- _Given records_:
▼
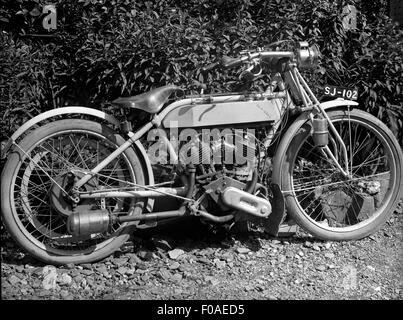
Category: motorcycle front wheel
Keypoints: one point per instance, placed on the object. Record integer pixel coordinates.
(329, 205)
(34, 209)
▲
▼
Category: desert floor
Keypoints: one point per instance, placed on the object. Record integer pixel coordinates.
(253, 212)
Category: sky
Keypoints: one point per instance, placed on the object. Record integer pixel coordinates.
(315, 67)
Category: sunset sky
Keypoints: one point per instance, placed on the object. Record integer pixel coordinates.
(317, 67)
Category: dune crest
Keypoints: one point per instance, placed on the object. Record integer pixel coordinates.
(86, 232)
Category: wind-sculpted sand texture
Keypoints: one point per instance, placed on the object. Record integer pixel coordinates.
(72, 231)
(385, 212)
▲
▼
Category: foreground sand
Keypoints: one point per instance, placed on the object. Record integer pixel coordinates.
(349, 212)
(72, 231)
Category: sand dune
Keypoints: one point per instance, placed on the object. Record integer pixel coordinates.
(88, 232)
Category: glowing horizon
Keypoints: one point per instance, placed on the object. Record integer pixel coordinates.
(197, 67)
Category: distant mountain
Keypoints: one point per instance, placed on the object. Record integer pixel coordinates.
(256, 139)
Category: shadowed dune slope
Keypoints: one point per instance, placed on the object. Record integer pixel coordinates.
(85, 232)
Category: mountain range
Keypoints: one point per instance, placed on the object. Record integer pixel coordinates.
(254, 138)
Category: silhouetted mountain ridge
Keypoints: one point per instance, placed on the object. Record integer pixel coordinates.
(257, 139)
▲
- _Short problem_: Gather every line of the items above that contains the word "sand". Case counts.

- _Solution to this problem_:
Category: wind-sculpted sand texture
Category: foreground sand
Category: sand dune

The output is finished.